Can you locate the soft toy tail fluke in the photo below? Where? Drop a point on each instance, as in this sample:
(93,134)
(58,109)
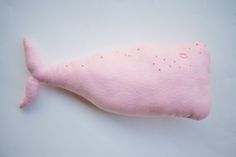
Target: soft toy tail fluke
(138,82)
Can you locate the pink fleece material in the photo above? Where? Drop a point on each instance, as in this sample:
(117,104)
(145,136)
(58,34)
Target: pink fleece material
(138,82)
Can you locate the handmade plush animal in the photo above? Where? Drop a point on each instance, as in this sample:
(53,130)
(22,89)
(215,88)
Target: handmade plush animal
(139,82)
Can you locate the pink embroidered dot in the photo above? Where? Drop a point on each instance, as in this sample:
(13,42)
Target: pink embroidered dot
(183,55)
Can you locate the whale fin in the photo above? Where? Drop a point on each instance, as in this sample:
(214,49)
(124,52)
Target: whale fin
(35,67)
(31,91)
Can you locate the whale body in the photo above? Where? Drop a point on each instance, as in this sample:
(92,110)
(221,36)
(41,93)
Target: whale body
(137,82)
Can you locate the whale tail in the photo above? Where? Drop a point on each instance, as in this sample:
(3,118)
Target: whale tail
(35,67)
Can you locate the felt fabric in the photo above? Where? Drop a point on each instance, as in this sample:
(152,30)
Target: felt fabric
(139,82)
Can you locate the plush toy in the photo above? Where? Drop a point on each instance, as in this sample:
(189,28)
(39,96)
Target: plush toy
(138,82)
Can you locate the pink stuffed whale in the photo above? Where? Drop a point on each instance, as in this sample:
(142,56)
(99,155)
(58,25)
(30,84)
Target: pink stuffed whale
(139,82)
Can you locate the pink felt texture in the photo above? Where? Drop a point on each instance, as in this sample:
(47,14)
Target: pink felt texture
(138,82)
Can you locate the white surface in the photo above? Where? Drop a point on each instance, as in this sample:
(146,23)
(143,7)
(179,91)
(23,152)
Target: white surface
(60,124)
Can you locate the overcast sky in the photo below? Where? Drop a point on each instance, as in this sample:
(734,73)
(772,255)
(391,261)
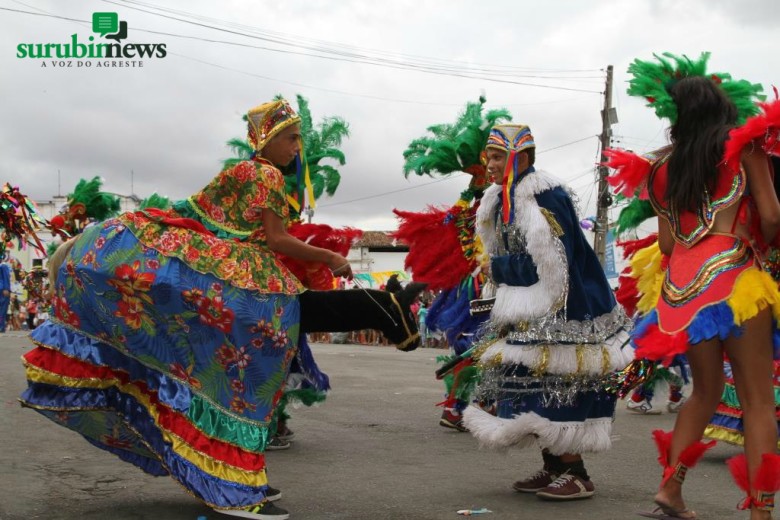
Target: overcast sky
(168,121)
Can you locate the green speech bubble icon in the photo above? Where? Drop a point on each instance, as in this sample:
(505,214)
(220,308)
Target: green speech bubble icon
(105,23)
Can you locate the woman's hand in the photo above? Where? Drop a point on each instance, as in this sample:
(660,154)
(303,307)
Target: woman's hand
(340,266)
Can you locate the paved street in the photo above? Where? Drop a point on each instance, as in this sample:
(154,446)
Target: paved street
(374,450)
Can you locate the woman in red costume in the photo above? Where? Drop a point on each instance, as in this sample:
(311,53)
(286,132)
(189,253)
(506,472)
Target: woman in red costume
(717,208)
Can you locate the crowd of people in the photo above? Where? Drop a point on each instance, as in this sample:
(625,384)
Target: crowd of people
(546,341)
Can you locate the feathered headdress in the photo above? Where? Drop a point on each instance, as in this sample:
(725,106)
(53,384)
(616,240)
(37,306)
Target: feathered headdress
(305,179)
(456,147)
(443,248)
(155,201)
(19,219)
(652,80)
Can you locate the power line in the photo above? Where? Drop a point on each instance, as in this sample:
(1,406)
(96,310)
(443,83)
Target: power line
(363,59)
(204,62)
(436,181)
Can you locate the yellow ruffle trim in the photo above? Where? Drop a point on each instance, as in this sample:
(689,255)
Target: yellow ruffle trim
(754,291)
(207,464)
(646,268)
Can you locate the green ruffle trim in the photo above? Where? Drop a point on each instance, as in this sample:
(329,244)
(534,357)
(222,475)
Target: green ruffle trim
(730,399)
(250,436)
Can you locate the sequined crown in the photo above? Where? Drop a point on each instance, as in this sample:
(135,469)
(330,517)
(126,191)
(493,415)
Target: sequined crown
(510,138)
(267,120)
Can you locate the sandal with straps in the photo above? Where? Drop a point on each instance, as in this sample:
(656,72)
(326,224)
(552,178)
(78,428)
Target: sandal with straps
(667,512)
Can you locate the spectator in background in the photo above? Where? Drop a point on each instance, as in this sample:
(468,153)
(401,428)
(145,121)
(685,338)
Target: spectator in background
(32,313)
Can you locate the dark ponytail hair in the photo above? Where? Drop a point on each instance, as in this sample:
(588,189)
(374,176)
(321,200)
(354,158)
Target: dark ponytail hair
(704,117)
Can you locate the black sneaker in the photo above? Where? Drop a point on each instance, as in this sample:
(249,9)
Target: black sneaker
(273,494)
(265,511)
(277,444)
(286,434)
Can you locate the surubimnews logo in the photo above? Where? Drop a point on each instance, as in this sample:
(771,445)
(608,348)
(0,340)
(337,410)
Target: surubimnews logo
(109,27)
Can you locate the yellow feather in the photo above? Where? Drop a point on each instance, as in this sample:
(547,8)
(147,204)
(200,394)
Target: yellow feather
(646,268)
(754,291)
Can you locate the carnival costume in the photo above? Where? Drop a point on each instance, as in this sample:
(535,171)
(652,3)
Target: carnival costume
(444,250)
(556,328)
(714,282)
(173,332)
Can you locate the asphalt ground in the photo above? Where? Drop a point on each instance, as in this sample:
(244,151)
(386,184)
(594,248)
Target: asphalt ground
(373,450)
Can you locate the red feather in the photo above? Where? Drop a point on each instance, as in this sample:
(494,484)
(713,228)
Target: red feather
(627,293)
(768,474)
(767,479)
(692,454)
(630,247)
(436,254)
(689,457)
(663,441)
(316,275)
(765,125)
(631,175)
(657,345)
(738,468)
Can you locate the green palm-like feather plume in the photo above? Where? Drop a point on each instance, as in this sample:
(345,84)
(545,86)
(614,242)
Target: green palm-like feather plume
(652,81)
(155,201)
(453,147)
(631,216)
(99,205)
(320,143)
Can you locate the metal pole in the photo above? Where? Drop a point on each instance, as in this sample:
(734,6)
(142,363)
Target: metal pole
(604,200)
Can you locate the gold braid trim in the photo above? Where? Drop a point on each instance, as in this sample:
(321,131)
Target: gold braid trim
(197,209)
(555,227)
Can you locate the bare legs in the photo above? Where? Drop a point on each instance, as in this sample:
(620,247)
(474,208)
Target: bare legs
(706,361)
(751,359)
(751,362)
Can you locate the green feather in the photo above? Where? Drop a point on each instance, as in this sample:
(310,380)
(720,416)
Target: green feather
(652,80)
(99,205)
(453,147)
(636,212)
(320,143)
(155,201)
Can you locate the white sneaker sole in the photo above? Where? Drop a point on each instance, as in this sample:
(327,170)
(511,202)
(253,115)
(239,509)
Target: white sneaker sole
(581,494)
(247,514)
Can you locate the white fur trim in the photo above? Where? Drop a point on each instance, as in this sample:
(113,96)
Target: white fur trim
(563,359)
(515,304)
(527,429)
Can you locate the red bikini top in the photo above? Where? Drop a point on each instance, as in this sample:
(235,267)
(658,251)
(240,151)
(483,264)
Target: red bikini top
(689,227)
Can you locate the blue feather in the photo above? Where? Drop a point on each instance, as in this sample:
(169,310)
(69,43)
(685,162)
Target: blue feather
(308,366)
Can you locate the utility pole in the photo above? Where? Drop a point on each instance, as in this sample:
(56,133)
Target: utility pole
(604,201)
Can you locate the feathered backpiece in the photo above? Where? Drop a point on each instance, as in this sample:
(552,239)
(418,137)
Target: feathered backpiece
(19,220)
(443,248)
(97,205)
(315,275)
(155,201)
(652,80)
(454,147)
(86,204)
(763,127)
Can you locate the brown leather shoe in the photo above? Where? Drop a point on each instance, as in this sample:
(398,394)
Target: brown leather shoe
(536,482)
(567,487)
(451,420)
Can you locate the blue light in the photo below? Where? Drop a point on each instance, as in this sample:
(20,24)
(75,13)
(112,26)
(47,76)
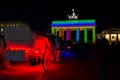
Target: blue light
(93,24)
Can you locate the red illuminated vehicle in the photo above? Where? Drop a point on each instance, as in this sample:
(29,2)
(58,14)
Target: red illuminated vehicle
(25,45)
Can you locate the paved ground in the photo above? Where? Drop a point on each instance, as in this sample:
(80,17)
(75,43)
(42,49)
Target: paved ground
(67,69)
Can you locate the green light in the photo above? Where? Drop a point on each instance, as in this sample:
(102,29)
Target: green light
(85,35)
(93,35)
(73,21)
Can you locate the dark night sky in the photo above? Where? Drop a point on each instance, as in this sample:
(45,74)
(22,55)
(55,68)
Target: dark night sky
(40,13)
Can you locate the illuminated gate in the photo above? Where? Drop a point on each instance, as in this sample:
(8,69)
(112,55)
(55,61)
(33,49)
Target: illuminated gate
(75,26)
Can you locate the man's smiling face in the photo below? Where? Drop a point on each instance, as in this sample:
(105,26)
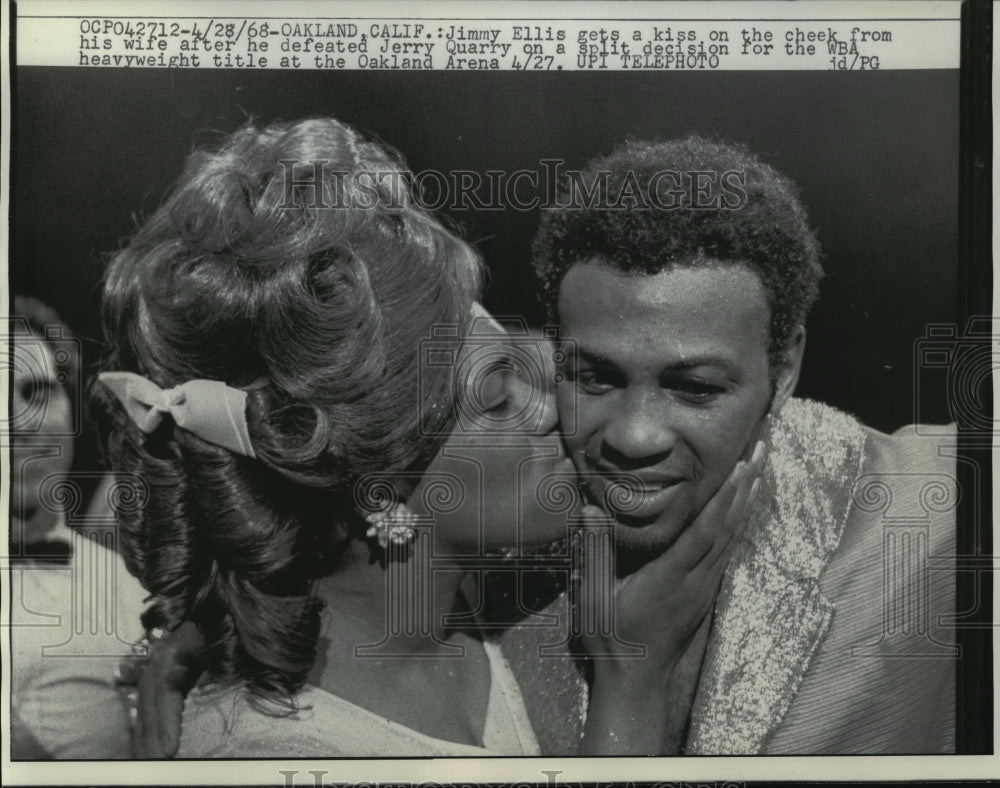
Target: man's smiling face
(671,386)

Task to carry out: Find every line in the listing that has the string "below", then give the count by itself.

Answer space: 4